**WHAT YOU SHOULD DO:**
The entries follow. Copy every line in which "harbour" appears.

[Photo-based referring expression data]
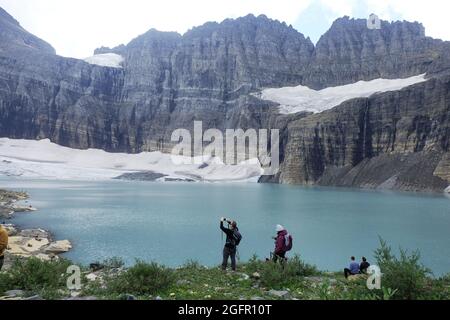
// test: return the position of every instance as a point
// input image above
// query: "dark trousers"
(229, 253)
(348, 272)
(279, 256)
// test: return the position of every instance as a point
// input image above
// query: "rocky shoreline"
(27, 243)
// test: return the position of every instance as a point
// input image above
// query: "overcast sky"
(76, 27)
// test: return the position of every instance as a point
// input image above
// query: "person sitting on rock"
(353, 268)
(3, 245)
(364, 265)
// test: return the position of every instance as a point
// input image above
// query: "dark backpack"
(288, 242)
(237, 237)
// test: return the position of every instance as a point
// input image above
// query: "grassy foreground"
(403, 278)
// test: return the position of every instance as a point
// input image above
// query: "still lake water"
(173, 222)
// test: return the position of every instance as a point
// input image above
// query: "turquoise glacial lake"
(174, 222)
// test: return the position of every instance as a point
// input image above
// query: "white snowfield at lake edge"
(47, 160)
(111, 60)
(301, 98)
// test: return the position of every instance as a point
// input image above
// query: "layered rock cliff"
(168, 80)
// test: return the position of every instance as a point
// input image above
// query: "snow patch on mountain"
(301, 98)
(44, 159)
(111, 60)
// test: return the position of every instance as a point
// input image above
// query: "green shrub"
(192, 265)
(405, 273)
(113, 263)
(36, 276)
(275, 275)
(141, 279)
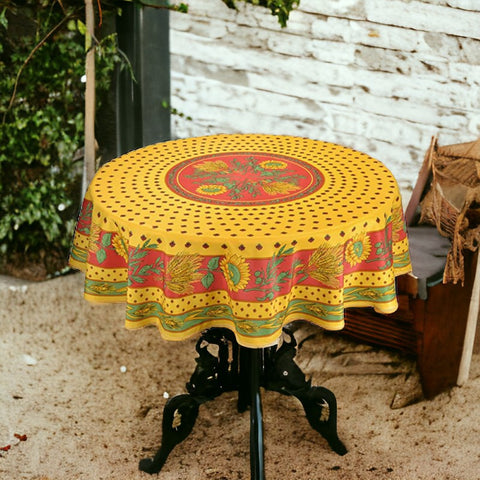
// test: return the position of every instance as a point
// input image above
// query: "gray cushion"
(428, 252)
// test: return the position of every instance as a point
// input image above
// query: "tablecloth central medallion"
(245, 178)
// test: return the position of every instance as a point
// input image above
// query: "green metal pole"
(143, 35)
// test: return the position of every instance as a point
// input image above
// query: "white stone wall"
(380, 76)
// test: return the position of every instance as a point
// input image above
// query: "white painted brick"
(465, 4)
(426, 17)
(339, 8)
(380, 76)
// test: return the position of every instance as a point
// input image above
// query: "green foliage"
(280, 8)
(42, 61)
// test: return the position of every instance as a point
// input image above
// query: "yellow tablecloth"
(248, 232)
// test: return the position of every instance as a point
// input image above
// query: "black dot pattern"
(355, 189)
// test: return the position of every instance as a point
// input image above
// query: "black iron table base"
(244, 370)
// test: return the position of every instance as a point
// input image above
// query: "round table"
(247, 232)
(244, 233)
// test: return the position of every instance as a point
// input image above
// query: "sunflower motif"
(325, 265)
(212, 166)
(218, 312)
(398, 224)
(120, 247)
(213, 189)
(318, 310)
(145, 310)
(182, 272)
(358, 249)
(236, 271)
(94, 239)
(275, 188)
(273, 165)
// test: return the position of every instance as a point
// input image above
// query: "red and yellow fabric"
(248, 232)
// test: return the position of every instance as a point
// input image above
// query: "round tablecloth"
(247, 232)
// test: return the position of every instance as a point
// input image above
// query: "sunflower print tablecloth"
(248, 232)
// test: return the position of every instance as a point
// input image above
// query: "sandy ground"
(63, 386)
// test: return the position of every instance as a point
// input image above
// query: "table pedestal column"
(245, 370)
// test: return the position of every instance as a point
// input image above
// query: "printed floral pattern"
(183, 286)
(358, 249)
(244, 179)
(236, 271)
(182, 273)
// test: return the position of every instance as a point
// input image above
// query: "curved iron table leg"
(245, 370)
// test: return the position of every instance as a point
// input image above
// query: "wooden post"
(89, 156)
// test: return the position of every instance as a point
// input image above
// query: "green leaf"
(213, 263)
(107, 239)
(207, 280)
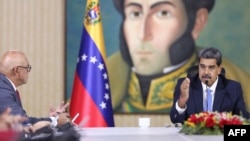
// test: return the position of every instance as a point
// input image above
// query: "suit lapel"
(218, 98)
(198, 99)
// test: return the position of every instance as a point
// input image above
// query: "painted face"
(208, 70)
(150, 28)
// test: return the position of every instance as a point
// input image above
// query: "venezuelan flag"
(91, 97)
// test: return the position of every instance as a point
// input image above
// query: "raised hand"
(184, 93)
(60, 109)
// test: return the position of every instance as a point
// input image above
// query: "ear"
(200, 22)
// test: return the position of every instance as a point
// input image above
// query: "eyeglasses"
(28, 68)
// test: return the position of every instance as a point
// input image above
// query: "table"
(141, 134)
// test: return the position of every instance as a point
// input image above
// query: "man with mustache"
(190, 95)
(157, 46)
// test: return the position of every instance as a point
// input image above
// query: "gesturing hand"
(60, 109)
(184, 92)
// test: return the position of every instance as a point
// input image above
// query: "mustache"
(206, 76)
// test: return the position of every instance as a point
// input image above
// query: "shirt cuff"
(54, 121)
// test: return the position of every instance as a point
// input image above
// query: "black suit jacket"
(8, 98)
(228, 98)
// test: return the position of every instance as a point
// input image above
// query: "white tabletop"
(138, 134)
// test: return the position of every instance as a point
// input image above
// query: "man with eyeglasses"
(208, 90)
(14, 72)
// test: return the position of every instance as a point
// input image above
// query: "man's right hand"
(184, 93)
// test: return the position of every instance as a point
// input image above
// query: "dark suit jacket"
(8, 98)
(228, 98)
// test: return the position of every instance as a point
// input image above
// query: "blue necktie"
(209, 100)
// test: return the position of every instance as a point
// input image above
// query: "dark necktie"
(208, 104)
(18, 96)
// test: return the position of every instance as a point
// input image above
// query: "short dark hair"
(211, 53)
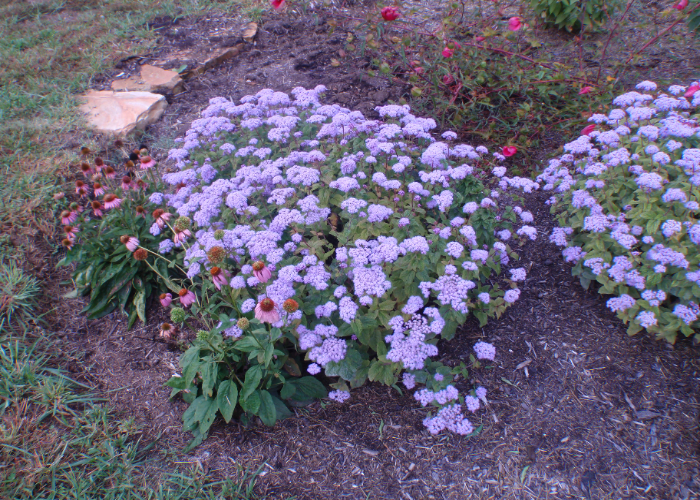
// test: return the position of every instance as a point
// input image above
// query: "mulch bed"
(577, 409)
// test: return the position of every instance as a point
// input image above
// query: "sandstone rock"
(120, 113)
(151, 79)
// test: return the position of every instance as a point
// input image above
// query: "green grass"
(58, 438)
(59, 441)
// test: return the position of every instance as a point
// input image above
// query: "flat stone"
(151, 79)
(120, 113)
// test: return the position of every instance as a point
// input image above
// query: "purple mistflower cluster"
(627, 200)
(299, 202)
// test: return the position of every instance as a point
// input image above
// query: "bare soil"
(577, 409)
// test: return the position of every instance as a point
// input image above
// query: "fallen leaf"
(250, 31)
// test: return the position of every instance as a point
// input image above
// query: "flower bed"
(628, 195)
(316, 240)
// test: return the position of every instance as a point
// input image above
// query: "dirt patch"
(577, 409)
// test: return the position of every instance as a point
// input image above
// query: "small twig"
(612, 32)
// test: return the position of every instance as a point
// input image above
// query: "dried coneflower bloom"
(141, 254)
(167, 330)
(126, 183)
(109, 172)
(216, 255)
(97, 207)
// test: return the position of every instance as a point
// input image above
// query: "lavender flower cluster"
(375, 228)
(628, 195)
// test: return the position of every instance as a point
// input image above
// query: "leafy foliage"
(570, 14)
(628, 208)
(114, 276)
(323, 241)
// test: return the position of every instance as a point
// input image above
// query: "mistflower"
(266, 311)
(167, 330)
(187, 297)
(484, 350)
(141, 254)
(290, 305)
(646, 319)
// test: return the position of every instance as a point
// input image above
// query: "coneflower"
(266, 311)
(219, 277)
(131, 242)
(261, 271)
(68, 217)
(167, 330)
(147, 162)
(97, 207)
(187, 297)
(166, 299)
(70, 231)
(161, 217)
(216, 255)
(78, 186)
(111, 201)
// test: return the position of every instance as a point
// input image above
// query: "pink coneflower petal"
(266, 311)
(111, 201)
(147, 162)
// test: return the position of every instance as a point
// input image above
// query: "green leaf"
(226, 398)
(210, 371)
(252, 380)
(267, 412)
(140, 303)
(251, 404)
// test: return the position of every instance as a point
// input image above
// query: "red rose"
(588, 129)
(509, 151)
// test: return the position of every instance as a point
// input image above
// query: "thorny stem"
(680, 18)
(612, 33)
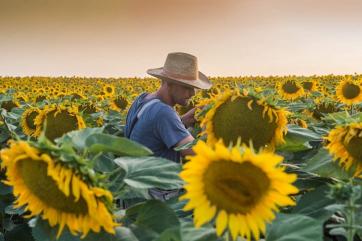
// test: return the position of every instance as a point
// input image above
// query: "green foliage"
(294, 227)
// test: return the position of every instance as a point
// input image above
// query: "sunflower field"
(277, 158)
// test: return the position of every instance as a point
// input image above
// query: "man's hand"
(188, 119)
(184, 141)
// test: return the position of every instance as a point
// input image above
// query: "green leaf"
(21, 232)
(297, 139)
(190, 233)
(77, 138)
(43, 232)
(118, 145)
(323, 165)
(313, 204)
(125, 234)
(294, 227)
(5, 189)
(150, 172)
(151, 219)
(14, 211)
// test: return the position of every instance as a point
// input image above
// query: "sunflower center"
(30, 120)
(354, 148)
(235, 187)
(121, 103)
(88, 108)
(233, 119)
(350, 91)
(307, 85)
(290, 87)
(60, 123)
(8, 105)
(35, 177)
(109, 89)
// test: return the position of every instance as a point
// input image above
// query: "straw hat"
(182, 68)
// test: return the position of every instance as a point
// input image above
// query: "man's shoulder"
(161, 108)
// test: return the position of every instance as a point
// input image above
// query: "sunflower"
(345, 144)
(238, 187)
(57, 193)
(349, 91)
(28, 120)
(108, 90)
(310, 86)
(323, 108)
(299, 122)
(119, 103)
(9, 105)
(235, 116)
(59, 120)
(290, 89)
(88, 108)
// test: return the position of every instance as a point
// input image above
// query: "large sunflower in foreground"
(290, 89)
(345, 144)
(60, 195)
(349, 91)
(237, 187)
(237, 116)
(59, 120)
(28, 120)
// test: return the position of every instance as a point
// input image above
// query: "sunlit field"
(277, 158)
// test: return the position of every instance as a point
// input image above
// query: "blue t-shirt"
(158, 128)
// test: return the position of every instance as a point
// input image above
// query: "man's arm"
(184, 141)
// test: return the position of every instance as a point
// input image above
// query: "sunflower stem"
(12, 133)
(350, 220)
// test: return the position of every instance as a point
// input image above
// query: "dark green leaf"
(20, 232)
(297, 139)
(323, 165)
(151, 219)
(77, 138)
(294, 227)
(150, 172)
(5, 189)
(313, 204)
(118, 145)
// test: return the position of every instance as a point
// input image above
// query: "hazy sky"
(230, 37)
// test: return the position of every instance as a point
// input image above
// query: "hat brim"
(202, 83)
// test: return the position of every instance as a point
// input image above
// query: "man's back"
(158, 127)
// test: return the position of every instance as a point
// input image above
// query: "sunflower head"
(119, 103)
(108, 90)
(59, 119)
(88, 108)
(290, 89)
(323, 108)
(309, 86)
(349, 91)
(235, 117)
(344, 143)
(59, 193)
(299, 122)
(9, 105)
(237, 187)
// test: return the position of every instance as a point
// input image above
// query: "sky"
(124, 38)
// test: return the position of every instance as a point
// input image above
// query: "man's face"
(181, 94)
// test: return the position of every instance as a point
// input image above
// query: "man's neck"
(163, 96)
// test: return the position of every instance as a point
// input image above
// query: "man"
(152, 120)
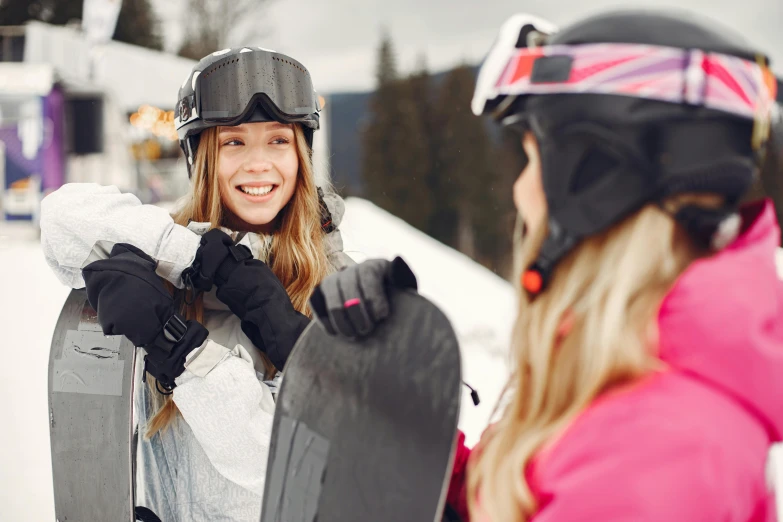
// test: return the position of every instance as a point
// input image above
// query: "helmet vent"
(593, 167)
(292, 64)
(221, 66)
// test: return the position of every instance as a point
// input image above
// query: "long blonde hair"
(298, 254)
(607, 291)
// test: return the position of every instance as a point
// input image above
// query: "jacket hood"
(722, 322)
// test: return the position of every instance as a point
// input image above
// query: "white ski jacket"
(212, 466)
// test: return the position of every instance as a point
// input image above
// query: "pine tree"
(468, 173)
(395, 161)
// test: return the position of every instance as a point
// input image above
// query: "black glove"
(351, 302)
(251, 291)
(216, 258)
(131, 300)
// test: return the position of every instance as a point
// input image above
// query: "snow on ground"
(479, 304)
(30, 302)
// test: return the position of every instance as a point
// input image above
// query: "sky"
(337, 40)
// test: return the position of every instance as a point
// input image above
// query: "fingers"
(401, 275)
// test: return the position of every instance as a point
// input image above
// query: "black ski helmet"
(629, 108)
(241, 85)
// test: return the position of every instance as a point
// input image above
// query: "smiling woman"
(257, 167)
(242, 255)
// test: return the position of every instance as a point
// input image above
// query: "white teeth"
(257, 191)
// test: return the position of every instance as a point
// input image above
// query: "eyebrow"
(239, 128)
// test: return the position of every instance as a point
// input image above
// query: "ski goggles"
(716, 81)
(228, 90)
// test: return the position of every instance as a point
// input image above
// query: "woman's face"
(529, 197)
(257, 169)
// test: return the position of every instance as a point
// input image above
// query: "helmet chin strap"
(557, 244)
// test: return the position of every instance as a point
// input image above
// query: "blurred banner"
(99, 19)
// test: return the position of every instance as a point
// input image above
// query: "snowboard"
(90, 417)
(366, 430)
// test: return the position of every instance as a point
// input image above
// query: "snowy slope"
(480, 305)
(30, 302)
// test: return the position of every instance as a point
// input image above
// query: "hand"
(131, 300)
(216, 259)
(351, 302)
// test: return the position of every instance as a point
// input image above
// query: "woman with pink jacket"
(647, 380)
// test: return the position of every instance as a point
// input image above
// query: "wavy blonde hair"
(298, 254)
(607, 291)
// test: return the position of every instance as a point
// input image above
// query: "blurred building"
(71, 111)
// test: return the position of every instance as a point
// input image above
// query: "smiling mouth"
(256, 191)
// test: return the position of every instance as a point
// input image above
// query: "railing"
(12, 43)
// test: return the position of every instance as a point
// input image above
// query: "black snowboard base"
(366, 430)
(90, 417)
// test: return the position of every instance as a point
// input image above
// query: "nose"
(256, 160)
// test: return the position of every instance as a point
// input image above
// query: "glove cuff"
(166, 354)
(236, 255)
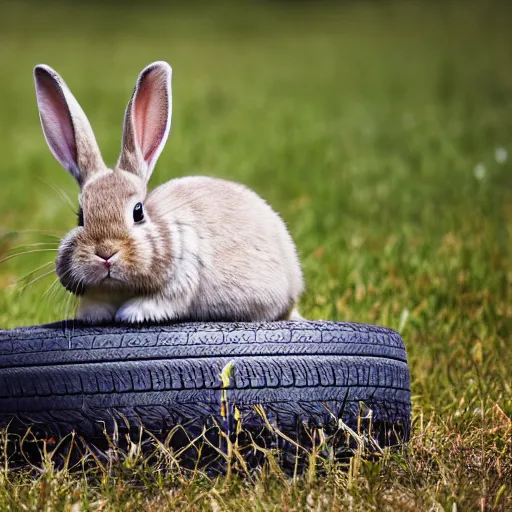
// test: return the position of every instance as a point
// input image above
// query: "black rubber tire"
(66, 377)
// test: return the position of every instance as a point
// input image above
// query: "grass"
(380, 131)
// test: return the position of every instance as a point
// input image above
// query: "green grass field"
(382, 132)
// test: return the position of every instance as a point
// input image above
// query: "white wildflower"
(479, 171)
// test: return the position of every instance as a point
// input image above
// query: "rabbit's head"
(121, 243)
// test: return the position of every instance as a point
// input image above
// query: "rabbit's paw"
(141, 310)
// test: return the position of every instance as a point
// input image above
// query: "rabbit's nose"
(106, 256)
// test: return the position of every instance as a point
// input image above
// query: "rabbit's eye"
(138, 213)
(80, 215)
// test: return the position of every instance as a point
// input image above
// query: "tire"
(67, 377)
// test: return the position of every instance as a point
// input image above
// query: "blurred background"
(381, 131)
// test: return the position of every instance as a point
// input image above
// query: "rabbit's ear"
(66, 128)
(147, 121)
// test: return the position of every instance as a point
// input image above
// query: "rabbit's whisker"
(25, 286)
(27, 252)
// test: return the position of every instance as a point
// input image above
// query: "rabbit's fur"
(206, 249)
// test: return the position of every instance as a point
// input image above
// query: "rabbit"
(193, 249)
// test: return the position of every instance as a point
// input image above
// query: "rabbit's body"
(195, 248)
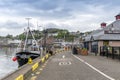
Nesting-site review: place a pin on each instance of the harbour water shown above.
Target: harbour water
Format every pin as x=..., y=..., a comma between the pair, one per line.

**SOLUTION FOR THIS TASK:**
Nesting-site review: place a pin on each instance of the harbour water shown above.
Target: harbour water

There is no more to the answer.